Named-object pointing records
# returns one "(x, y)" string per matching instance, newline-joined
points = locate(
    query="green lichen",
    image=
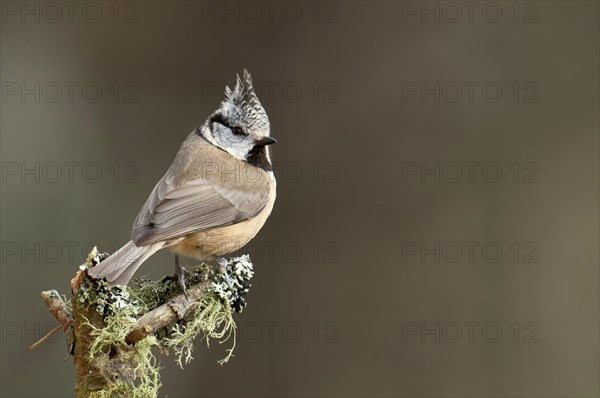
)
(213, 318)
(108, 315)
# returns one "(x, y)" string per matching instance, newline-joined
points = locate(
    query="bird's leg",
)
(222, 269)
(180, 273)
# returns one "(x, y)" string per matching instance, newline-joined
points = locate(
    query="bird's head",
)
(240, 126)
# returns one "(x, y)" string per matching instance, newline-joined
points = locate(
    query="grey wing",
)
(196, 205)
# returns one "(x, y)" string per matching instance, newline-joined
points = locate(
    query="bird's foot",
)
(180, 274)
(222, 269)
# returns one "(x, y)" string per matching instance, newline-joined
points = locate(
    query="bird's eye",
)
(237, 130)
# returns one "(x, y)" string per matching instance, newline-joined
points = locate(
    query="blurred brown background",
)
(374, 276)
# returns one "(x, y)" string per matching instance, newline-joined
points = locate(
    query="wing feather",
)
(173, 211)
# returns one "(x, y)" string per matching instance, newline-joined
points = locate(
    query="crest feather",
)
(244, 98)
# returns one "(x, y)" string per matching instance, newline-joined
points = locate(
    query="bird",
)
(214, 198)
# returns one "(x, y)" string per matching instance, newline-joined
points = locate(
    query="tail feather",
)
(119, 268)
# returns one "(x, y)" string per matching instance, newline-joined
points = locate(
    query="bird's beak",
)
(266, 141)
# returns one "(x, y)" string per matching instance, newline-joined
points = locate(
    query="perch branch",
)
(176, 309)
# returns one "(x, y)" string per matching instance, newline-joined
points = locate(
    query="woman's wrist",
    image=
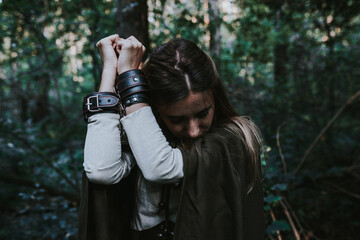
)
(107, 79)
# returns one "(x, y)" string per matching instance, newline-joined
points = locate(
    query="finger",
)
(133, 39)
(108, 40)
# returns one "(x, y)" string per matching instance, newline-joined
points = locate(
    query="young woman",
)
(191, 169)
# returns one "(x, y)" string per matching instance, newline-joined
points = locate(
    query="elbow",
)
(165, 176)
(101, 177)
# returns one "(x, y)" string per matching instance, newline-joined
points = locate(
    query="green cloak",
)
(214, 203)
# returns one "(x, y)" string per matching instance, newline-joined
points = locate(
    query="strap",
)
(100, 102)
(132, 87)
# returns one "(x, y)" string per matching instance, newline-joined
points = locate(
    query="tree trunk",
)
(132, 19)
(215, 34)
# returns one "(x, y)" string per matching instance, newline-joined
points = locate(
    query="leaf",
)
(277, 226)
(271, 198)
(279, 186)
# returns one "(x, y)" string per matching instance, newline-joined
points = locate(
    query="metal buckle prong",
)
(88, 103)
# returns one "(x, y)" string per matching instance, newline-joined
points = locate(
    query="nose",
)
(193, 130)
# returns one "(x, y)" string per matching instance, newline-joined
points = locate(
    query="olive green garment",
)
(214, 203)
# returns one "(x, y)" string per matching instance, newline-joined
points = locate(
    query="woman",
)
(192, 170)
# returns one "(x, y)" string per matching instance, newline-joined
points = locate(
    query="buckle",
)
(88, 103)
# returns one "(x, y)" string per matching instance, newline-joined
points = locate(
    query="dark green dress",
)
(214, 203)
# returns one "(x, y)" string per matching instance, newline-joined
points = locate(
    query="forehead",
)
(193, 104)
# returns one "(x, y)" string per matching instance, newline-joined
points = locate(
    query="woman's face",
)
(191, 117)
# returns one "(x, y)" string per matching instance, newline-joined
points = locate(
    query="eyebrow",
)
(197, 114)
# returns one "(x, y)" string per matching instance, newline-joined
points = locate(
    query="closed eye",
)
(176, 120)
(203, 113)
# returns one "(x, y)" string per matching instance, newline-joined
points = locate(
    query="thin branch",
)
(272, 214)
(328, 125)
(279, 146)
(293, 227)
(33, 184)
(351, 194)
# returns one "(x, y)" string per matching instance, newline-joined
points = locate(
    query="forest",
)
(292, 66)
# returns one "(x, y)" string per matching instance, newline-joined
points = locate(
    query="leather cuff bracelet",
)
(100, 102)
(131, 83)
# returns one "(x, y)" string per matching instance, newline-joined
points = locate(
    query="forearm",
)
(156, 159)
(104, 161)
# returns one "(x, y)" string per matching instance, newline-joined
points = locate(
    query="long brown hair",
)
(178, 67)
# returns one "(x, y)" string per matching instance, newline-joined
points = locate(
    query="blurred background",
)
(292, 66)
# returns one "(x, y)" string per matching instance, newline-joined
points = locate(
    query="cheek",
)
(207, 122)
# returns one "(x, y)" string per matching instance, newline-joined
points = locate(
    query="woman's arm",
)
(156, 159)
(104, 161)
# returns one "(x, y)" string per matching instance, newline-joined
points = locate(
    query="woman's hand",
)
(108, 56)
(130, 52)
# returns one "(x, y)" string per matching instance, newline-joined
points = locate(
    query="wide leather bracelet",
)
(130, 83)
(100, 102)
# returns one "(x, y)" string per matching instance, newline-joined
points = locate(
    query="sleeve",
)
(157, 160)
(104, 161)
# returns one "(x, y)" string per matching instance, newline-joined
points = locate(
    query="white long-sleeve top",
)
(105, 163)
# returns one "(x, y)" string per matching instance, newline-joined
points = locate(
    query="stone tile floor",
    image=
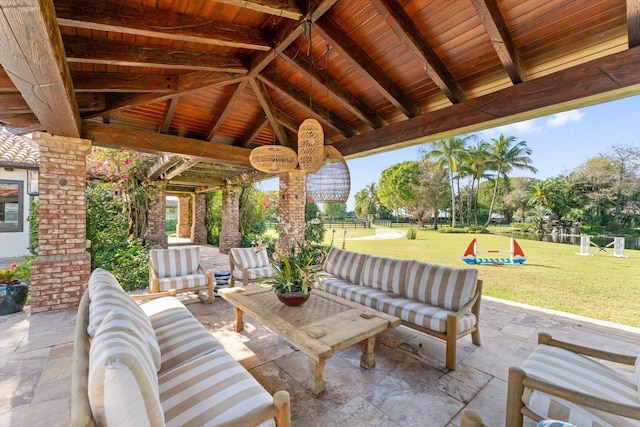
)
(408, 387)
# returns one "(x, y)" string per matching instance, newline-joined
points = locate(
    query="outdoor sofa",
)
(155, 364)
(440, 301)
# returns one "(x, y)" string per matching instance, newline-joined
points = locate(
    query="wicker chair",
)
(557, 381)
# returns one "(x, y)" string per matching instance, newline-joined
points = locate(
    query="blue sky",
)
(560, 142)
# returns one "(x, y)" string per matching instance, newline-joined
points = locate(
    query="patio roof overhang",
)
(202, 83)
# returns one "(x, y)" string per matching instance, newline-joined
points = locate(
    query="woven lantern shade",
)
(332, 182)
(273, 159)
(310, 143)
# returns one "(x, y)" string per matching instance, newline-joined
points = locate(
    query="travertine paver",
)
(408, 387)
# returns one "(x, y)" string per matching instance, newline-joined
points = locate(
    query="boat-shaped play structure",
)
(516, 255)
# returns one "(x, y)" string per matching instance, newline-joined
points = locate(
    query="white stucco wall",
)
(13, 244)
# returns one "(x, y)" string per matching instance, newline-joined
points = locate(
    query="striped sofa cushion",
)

GOAL OF THE EXERCISE: Reproduce each line exactly as it appears, omitting the pictures.

COMPLETED EXERCISE:
# returns one "(x, y)" string per matching instance, newline-joined
points = locate(
    query="green lichen",
    image=
)
(213, 318)
(108, 315)
# returns one "(x, y)" string per matching instance, newline-joined
points = locate(
    query="bird's leg",
)
(222, 269)
(180, 273)
# returns one "(x, y)" string per matching instance, newline-joined
points = locate(
    query="bird's head",
)
(240, 126)
# returns one "(x, y)" string per matching instance, newline-joined
points = locate(
    query="grey wing",
)
(196, 205)
# returns one "(x, y)" string per matching instance, newline-joined
points = locate(
    query="bird's foot",
)
(180, 274)
(222, 269)
# returns one "(x, y)" string per matching instance, newline-joined
points = locate(
    query="bird's eye",
)
(237, 130)
# returns one "(x, y)" string per matching instance, newline-joined
points = locate(
    query="blurred brown background",
)
(374, 276)
# returns one "(x, y)" string per matching instance, newline-joined
points = locate(
    query="wing feather",
)
(173, 211)
# returns one "(x, y)" string per matching instance, newline-joined
points = locate(
    query="crest feather",
)
(244, 98)
# returns one "(x, y)" string per matching instance, newline-joined
points = locate(
    query="bird",
)
(214, 198)
# returns one "(x, y)" string per matching instance, newline-joined
points = locate(
    query="tail feather",
)
(119, 268)
# returns one "(x, y)" string per matching instance, newline-joined
points = locate(
    query="bird's beak",
)
(266, 141)
# returns one "(x, y)" string per matching instance, newline-joined
points = locate(
    query="perch branch",
)
(176, 309)
# returns one "(x, y)" string per matching instance, newline-joined
points = locate(
    query="woman's wrist",
    image=
)
(107, 79)
# returns one "(x, y)" string per matching instance, newline-joined
points = locate(
    query="finger",
)
(133, 39)
(108, 40)
# returns one "(x, y)" string per matching instance, newline-joined
points = locate(
    query="young woman",
)
(191, 169)
# returns one "(x, y)" string per matching instance, newline-joined
points = locate(
    query="elbow",
)
(165, 176)
(101, 177)
# returns one "(x, y)" string per matching instance, newline-joined
points = locate(
    query="green cloak",
)
(214, 203)
# returns one "(x, y)" string per matching instance, newline-joined
points = locate(
    query="strap",
)
(100, 102)
(132, 87)
# returns one "(x, y)" string per matching instance, newline-joined
points = locate(
    query="tree trunk",
)
(132, 19)
(215, 34)
# returns one "(x, y)" string per matching instance, newline-joined
points = locate(
    query="leaf",
)
(277, 226)
(271, 198)
(279, 186)
# returns one "(x, y)" string per matching instance, newline-joined
points = locate(
    query="metal buckle prong",
)
(88, 103)
# returns one "(x, y)" string per matching instance, newline-joined
points = locate(
    query="nose",
)
(193, 130)
# returns one "(x, y)" string per matching instance, newline-joined
points = locate(
    query="olive green garment",
)
(214, 203)
# returns one "(x, y)" string per matching instance, newline-joined
points = locate(
    query="woman",
)
(192, 170)
# returns one "(x, y)" string per matching instance, newline-joined
points = locate(
    query="buckle",
)
(88, 103)
# returns one "(x, y)" string per matching instance, newline-joined
points = locate(
    query="dark green dress",
)
(214, 203)
# returns one "(x, y)" string per matching instance, newline-joined
points = locate(
    query="forehead",
)
(193, 104)
# returns one "(x, y)" string per matching instance, newline-joined
points = locate(
    query="woman's face",
)
(191, 117)
# returns one "(x, y)" string per matching instance, newline-joined
points = locate(
    query="eyebrow",
)
(197, 114)
# returns one "(x, y)" string per matching instance, newline-joined
points = locate(
    query="closed eye",
)
(176, 120)
(203, 113)
# returns one "(x, y)" string per matching instance, newline-joined
points = locate(
    query="thin branch",
)
(272, 214)
(328, 125)
(279, 146)
(293, 227)
(33, 184)
(351, 194)
# returns one "(x, y)" string per matching instance, newline-joined
points = locate(
    query="forest",
)
(292, 66)
# returns one "(x, y)" string per matching instance, newline-joined
points = locate(
    query="leather cuff bracelet",
)
(100, 102)
(131, 83)
# returns one "(x, y)" string per matching instance, newline-joined
points = locate(
    query="forearm",
)
(156, 159)
(104, 161)
# returns one "(x, y)" string per matching instance, newline-joined
points = locate(
    query="long brown hair",
)
(178, 67)
# returns one "(x, y)" string per matching instance, newline-joined
points = locate(
    query="blurred background",
)
(292, 66)
# returns one "(x, y)" string per matching instance, newline-joined
points = locate(
    query="cheek",
)
(207, 122)
# returns one "(x, y)" string per matching instance, newline-joined
points = locate(
    query="woman's arm",
)
(156, 159)
(104, 161)
# returns one "(x, y)" string per matching instance, newline-joined
points = locate(
    query="woman's hand",
)
(108, 56)
(130, 52)
# returns one "(x, y)" string per matching instance, newline-joined
points = locate(
    query="wide leather bracelet",
)
(130, 83)
(100, 102)
# returns one "(x, y)" string per matching instance, newline-joined
points = locate(
    query="sleeve",
)
(157, 160)
(104, 161)
# returns one "(x, y)" string per matching instance, newline-joined
points = locate(
    query="white long-sleeve top",
)
(105, 163)
# returns one "(x, y)" string per matching instance, newline-joined
points = locate(
    query="stone tile floor",
    image=
)
(408, 387)
# returns one "(x, y)" string per matching instance, newline-joined
points = locate(
    query="outdoor sofa",
)
(155, 364)
(440, 301)
# returns one "(x, y)" string per matching instance, newline-joined
points = locate(
    query="wicker chair",
)
(557, 381)
# returns one "(x, y)" string per matching instance, newline-joined
points = locate(
    query="blue sky",
)
(560, 142)
# returns one "(x, y)" string per matching instance, newline-joined
points = locate(
    query="patio roof overhang",
)
(202, 83)
# returns one "(x, y)" string per matching instance, newline-joined
points = locate(
    query="woven lantern shade",
)
(332, 182)
(273, 159)
(310, 143)
# returns one "(x, y)" string per matching instance, newline-joined
points = locate(
    query="travertine paver",
)
(408, 387)
# returns one "(x, y)" string per matching instance, newline-joined
points = locate(
    query="boat-shaped play structure",
)
(516, 255)
# returns one "(x, y)" string per matching instance, newline-joined
points = locate(
    query="white stucco wall",
)
(13, 244)
# returns one "(x, y)" string per matching instance, newline-joined
points = locate(
    query="striped sofa cushion",
)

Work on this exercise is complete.